→ **WORK TO DO**
Copy every line of the material below with no changes at all.
══════════
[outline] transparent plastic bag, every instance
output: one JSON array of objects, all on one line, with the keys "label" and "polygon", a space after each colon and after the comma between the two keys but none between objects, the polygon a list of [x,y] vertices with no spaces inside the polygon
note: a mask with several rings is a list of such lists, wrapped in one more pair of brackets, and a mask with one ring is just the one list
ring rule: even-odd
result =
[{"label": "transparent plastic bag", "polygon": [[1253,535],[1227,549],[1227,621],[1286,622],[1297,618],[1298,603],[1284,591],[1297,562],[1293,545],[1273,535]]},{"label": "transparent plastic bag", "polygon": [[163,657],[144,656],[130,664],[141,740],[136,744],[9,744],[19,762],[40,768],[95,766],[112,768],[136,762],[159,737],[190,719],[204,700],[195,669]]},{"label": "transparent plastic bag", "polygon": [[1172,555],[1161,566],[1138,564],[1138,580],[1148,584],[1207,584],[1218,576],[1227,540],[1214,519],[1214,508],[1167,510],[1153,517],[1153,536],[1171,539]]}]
══════════
→ **REPLY**
[outline] transparent plastic bag, every instance
output: one JSON array of objects, all on one line, with the keys "label" and "polygon", a space after each colon and after the comma between the two keys but none between objects, the polygon a list of [x,y] vertices with no spaces inside the polygon
note: a mask with several rings is a list of such lists, wrapped in one more pair of brackets, and a mask with one ring is just the one list
ring rule: even-odd
result =
[{"label": "transparent plastic bag", "polygon": [[1253,535],[1227,549],[1227,621],[1286,622],[1297,618],[1298,603],[1284,591],[1297,562],[1293,545],[1273,535]]},{"label": "transparent plastic bag", "polygon": [[163,657],[144,656],[130,664],[141,740],[136,744],[9,744],[19,762],[40,768],[95,766],[112,768],[136,762],[159,737],[190,719],[204,700],[195,669]]},{"label": "transparent plastic bag", "polygon": [[1172,555],[1161,566],[1138,564],[1138,580],[1148,584],[1207,584],[1218,576],[1227,540],[1214,519],[1214,508],[1167,510],[1153,517],[1153,536],[1171,539]]}]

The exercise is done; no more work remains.